■ **PASSAGE PROVIDED**
::::::::
I’d wager that Tom knows full well that this is Matthew Waterhouse, who played Adric for the majority of Tom’s final season. In DWM 424, Matthew said: “You want to work with actors who are fun to be around and generous, and Tom was not by nature a generous actor… He could be pretty unpleasant at times.”

Tom responds: “He says, in this interview, how coarse I am, and how drunk I often was. Now, I don’t want to make a big thing out of it, or suggest that Matthew is exaggerating just to sell a few books, but there are plenty of other people who say that I was amusing to work with. Look, I don’t want to be unkind about Matthew, because he was a tiny little fragment, really. I don’t know how he arrived on the scene, but he wasn’t a trained actor. John found him in the post room, I think. Because of his amazing appearance, Matthew should have played Adric like Sabu – a little wild boy who couldn’t speak. I would talk to him rather like Basil Fawlty talks to Manuel, and he’d just nod or shake his head. But John didn’t like that idea.”

Apparently, on Matthew’s first day of rehearsals, Tom only spoke to him once, to tell him to “Piss off!” Might Tom have behaved a little harshly towards his inexperienced, adolescent co-star? After all, Matthew was only 18 when he started on Doctor Who.

“I’m bound to have appeared unfair to some people,” reasons Tom, “but I was the one who was always out front with the children. I was in schools and on the road. I was insatiable in my desire to be near the audience. I signed thousands of birthday cards. I was a hero. That was a wonderful thing – so agreeable to one’s ego. I had never felt so real at a time of my life when I was so utterly fictional.”

In which case, it must have been hard not to be consumed by the part.

“Well, I don’t know. What happened was, other people were changing – directors would retire or go to other jobs, and so would producers – and I was still there, so the incoming people had ideas about how the programme should be, but it was hard to get past me. I was extremely demanding. I was an obstacle.”

Did anyone on Doctor Who intimidate Tom? Lalla Ward, who played the second Romana, once told DWM: “I think Tom actually admits that he feels intimidated by me, in the nicest possible way.”

“I wasn’t intimidated by Lalla,” counters Tom, “although I have such a regard for her. I don’t think I was intimidated by anyone, but I was very impressed by the standard of visiting actors. I remember the bliss of working with Graham Crowden [Soldeed in The Horns of Nimon, 1979-80]. He got the laughs. He was wonderful. There was no-one quite like him. Wonderful man. He was considered for Doctor Who at one time.”
::::::::
■ **STUDY QUESTIONS**
[A] Answer these from the Doctor Who interview excerpt:
(i) Which issue of DWM carried Matthew Waterhouse's remarks about Tom?
(ii) How old was Matthew when he started on Doctor Who?
(iii) Which role did Graham Crowden play, and in which story?
[B] List every Doctor Who character named in the Doctor Who interview excerpt.
[C] Extend the Doctor Who interview excerpt, starting after its final paragraph.
The records that follow have nothing to do with the Doctor Who interview excerpt.
::::::::
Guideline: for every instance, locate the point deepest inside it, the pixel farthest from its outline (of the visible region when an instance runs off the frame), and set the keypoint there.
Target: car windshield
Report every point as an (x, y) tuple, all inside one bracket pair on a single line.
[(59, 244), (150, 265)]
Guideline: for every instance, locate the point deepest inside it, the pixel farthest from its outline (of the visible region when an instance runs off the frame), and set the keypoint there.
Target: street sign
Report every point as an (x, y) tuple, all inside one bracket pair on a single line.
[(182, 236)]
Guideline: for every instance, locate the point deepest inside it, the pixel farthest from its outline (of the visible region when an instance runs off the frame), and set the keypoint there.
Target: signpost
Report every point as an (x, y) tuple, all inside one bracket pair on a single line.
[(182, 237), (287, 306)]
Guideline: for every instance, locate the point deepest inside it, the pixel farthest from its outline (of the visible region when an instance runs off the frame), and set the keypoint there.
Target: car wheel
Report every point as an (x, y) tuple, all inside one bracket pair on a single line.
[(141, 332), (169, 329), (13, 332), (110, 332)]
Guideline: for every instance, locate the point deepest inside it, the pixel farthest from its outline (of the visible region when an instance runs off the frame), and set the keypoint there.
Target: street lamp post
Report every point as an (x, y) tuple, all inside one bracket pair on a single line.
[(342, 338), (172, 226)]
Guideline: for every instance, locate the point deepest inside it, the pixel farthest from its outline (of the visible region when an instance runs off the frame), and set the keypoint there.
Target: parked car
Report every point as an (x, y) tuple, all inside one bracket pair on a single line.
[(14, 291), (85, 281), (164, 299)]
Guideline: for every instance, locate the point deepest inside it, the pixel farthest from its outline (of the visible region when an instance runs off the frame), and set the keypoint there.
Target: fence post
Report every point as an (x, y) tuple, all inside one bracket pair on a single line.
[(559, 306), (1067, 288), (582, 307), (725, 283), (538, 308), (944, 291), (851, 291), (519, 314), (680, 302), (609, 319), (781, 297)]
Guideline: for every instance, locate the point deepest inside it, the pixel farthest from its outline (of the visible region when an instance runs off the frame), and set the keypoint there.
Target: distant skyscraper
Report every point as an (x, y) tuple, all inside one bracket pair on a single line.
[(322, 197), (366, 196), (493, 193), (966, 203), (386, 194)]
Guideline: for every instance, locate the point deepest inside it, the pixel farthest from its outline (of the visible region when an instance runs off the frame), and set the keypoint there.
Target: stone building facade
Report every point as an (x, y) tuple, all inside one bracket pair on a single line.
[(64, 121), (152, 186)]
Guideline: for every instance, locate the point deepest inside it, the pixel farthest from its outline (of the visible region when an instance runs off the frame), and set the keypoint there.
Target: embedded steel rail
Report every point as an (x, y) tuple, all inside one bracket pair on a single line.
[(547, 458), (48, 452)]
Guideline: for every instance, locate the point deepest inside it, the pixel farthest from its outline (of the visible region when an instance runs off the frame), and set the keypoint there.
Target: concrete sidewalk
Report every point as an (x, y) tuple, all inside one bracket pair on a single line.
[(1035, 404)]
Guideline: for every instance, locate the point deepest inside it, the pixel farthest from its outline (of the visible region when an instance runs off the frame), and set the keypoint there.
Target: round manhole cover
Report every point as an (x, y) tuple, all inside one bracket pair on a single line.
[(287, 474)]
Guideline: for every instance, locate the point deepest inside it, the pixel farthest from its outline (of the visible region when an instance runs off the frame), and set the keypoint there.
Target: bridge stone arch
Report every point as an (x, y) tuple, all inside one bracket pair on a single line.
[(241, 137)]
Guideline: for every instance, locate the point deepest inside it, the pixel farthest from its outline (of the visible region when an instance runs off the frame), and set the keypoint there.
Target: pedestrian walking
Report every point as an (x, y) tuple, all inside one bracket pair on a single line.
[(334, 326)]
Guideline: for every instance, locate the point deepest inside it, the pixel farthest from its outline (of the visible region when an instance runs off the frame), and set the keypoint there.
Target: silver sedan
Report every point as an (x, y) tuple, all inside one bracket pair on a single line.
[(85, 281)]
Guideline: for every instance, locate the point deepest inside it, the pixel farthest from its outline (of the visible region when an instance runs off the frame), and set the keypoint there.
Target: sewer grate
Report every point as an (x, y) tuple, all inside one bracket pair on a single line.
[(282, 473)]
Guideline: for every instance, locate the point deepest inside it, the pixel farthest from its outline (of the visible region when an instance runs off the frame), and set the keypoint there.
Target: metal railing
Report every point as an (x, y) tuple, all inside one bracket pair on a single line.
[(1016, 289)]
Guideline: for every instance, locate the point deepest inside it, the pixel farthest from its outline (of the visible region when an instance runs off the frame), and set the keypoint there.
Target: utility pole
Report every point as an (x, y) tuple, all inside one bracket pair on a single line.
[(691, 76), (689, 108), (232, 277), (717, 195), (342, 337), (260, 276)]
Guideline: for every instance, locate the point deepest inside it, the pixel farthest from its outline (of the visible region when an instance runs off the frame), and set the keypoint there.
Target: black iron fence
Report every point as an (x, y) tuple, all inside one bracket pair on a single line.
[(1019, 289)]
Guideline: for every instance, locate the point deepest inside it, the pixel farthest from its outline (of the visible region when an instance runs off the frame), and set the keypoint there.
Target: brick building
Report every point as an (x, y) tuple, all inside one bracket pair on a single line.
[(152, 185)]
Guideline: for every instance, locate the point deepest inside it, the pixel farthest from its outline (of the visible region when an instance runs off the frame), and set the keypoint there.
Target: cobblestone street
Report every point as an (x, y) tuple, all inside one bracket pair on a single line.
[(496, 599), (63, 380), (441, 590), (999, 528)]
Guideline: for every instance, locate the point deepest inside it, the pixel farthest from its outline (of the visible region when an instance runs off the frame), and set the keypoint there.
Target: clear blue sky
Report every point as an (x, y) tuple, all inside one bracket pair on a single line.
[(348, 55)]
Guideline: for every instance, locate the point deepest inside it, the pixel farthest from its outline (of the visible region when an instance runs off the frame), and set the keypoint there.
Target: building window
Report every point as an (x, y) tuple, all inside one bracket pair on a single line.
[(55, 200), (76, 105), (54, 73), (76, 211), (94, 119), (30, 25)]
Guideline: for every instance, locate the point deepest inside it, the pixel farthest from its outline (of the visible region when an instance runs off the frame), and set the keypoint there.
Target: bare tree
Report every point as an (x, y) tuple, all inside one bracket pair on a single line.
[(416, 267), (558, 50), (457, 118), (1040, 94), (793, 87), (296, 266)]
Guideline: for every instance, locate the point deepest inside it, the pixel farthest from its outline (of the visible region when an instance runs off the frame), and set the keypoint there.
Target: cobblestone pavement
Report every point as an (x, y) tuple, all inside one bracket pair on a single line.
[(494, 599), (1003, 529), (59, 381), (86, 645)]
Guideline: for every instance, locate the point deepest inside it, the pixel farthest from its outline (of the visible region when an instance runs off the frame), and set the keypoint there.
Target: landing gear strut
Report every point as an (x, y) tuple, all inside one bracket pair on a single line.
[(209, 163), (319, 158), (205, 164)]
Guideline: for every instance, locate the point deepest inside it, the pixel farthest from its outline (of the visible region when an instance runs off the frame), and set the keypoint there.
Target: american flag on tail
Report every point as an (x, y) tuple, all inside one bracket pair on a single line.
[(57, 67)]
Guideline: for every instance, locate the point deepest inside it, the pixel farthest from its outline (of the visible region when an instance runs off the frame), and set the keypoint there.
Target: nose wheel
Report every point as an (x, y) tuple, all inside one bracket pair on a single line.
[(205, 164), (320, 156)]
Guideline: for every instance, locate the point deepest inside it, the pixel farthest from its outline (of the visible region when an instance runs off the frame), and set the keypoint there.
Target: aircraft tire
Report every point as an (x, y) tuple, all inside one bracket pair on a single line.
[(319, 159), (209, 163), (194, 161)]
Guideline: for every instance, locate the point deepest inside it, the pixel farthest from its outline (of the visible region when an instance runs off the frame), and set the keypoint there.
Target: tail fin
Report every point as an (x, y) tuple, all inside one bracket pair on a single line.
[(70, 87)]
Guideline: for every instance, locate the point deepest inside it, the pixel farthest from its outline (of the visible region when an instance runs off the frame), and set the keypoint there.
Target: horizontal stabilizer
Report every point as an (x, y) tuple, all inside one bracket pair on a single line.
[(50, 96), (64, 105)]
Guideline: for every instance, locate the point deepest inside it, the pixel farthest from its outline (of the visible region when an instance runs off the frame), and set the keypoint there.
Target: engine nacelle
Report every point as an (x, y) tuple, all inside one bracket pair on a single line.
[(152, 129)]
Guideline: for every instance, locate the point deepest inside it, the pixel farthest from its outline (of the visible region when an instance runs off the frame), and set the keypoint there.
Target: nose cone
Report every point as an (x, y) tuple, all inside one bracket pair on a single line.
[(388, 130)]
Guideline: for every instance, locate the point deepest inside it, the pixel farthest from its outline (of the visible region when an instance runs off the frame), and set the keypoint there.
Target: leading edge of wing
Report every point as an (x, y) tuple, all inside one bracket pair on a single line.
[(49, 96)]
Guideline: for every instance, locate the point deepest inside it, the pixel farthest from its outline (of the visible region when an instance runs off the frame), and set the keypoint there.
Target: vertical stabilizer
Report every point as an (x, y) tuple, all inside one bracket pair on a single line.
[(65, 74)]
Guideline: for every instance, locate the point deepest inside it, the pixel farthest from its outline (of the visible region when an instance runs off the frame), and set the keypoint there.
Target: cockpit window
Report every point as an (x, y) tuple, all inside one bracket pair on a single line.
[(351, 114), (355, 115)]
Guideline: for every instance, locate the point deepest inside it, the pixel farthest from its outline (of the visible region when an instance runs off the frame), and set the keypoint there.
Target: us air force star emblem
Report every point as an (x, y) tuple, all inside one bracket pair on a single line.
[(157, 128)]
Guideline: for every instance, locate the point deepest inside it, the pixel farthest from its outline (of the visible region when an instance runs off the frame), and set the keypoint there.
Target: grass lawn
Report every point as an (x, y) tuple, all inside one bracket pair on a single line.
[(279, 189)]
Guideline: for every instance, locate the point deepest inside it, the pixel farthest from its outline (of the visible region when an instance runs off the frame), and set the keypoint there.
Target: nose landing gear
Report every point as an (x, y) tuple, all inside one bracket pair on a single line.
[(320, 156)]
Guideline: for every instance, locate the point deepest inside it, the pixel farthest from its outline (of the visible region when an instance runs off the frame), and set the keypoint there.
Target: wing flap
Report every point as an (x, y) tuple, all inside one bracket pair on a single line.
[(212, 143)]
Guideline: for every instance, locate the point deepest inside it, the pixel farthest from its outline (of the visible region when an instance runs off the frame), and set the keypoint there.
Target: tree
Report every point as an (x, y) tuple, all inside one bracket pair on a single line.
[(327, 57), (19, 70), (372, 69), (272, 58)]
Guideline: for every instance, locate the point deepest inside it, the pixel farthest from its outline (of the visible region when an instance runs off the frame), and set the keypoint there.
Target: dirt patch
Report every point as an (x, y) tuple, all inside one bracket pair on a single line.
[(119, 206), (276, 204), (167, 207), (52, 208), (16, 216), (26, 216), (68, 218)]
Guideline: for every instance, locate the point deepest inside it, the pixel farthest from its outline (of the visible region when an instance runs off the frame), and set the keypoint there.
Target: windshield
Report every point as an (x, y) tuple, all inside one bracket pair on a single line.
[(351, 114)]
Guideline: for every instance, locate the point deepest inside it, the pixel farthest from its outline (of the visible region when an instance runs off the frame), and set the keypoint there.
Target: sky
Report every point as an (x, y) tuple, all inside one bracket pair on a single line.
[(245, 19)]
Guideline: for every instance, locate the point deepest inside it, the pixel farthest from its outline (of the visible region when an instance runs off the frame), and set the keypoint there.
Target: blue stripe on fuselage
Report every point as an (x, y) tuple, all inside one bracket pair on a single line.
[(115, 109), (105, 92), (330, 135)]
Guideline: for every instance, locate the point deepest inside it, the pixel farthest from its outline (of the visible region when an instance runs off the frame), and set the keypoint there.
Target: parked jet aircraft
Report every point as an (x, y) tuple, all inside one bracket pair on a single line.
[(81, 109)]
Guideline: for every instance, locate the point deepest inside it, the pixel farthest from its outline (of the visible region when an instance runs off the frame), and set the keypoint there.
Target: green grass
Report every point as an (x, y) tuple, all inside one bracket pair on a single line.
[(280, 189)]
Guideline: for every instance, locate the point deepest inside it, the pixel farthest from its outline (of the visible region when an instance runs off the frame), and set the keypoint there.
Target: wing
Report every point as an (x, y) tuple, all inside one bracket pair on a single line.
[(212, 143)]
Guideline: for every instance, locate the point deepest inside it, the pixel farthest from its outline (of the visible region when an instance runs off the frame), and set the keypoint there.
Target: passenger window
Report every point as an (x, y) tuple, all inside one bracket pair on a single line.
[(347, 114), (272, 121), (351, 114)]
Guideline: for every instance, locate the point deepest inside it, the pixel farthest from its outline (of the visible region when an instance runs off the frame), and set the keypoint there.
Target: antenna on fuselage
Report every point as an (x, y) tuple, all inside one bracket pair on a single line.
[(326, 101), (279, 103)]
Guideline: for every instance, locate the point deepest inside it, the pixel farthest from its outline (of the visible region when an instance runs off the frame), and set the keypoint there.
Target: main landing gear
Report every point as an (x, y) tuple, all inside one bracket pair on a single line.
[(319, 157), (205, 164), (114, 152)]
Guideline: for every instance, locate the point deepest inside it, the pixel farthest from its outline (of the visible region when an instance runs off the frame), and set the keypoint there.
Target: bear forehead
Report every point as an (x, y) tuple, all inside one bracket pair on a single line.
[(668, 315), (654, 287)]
::::::::
■ **ACTIVITY ANSWERS**
[A]
(i) DWM 424
(ii) 18
(iii) Soldeed, in The Horns of Nimon

[B] Adric, Romana, Soldeed

[C]
This was when Jon Pertwee left. Crowden was offered the role, but he wasn’t prepared to commit to a long-running series, so it was offered to Tom instead. Eleven years ago, I interviewed Crowden – who passed away this October – and he explained: “I seriously considered accepting [the part]. In the end, I decided not to do it, because I didn’t want to be typecast… Perhaps it sounds rather pompous, but I really didn’t want to be on television purely as a commercial product.”

I tell Tom this, and he says: “It never occurred to me that I’d be typecast, although I was. And I never thought of the role as a commercial product, because I was… well, I was playing this slightly messianic alien. He isn’t violent, he doesn’t get his leg over the girl, he doesn’t steal, and he’s rather wry, and adorable, and mysterious. He’s lived for 900 years or something. He lives the life of the old patriarchs of the Old Testament. That’s not commercial. He’s special.”

Even so, Tom recognises that Doctor Who was hugely profitable for the BBC’s commercial arm. He cites the Doctor’s robot dog, K9, as an example: “technically terribly difficult to work with, because it wasn’t very powerful – it would topple if it ran over a cigarette end – but an enormous amount of money was made out of marketing K9, so we couldn’t get rid of it. That’s why I’ve got bad knees now, what with being a monk in my youth, praying to God, and then on my knees in front of bloody K9. Every two-shot, I was on my knees, or you couldn’t do two-shots. My idea was that John [Leeson, who voiced K9] should play him on his hind legs, in a dog suit. They didn’t like that idea either.”

This seems to be a running theme. Were any of Tom’s ideas ever taken up?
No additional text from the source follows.